### [ТЕКСТ СТРАНИЦЫ]
------------------------------------------------------------------------
Георгий Адамович - Комментарии
Но Соловьев был гораздо последовательнее и логичнее, – что, впрочем, следует сказать при сравнении его не только с Достоевским, но и с другими нашими «государственно мыслящими» обличителями католичества. Соловьев — вопреки, например, Тютчеву, оказавшемуся в этой области в жестоком противоречии с самим собой, — был если и не на деле, то в сознании и в душе католиком. Соловьев понял сущность, природу и побуждение грандиозного исторического дела, предпринятого католицизмом, вгляделся в источник его — и преклонился перед ним.
У Достоевского тут произошло недоразумение: вместо благодарности Риму, — признавшему, что вольная церковная традиция оставляет столь же существенную часть веры, как и слова Христа, — он обрушился на него. Разгадка едва ли в близорукости Достоевского: уж кого-кого, а его упрекнуть в этом невозможно! Более правдоподобно предположение, что по совестливости своей, по чутью своей совести, более обостренной, конечно, чем у Соловьева, он отбросил доводы рассудка и в ужасе отшатнулся от основного римского стремления ограничить, обезвредить «безумие» евангельской проповеди[2].
Да, Достоевский колебался. С одной стороны, тянуло его к тому, чтобы вслед за Тютчевым обозвать папу «ватиканским далай-ламой», а с другой стороны… с другой стороны — монархия, государство, армия, иерархический порядок, право, наконец – творчество, наконец – вся культура: как же всё это могло бы существовать и уцелеть, если бы вечный Рим не устоял в схватке, начавшейся две тысячи лет тому назад, если бы не отстоял он от разгоравшегося пожара самые основания общественного устройства? Достоевский сомневался, колебался. Отважиться на то, чтобы «рискнуть миром», – как по выражению Бердяева сделал это Толстой, – он не решался.
Но что Христос сказал именно то, что хотел сказать, что «буква» и «дух» у Христа представляют одно и то же, что, даже не соглашаясь с Христом, мы не вправе слова Его перетолковывать, к чему бы они ни вели, – в этом Достоевский, очевидно, не сомневался. Или, вернее, не усомнился в минуту высокого своего просветления.
Иначе, как истолковать поцелуй?
А если иначе истолковать его нельзя, то выходит, что обе наши «духовные вершины» могли бы и договориться, и что во всяком случае были они друг с другом в согласии хоть и скрытом, но более тесном, чем это иногда кажется.
------------------------------------------------------------------------
Выдержки из набора данных об указании на объекты:

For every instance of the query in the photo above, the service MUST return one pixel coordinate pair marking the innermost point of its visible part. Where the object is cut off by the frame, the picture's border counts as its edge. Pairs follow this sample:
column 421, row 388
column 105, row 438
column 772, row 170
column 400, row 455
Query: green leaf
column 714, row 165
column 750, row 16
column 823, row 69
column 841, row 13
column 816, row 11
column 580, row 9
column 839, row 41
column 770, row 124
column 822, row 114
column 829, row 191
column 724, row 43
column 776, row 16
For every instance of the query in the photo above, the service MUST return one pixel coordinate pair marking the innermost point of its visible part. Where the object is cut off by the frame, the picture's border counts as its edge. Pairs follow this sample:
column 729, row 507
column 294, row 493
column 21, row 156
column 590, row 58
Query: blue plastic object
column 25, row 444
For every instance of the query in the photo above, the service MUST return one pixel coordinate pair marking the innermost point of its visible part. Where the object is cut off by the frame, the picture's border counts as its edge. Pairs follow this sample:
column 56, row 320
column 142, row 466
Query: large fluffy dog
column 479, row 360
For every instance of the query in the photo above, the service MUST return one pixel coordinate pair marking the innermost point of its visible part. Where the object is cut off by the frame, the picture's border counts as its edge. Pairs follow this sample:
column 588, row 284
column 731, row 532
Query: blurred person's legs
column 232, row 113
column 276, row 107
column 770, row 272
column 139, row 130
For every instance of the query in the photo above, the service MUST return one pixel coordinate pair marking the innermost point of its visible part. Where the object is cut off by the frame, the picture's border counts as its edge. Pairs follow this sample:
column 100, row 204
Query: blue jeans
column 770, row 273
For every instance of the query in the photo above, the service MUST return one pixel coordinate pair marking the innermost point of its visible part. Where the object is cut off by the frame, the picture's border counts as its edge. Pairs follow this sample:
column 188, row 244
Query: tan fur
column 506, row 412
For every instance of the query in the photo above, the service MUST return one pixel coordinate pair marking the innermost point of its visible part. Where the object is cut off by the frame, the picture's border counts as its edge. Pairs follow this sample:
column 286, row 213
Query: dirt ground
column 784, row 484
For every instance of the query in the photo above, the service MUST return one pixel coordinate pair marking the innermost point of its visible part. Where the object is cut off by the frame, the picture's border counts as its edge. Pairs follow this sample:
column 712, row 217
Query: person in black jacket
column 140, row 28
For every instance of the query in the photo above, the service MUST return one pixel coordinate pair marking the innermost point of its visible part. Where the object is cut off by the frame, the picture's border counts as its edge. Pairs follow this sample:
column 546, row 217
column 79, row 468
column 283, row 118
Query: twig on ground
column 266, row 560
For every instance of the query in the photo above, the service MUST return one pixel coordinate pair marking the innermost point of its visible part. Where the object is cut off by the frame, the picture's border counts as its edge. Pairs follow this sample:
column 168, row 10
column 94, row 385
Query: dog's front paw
------------------------------------------------------------------------
### [КОРОТКОЕ ЗАДАНИЕ A]
Перескажите текст страницы выше в двух предложениях.
### [КОРОТКОЕ ЗАДАНИЕ B]
Соберите из списка выше все строки, где встречается слово «person».

### [ОЖИДАЕМЫЙ ОТВЕТ A]
Соловьев был последовательнее и логичнее Достоевского и в душе был католиком: он понял суть исторического дела католицизма и преклонился перед ним. Достоевский же обрушился на Рим и колебался между неприятием папы и мыслью, что без Рима не уцелели бы государство, право и вся культура, но в том, что слова Христа нельзя перетолковывать, он не сомневался.

### [ОЖИДАЕМЫЙ ОТВЕТ B]
Query: blurred person's legs
Query: person in black jacket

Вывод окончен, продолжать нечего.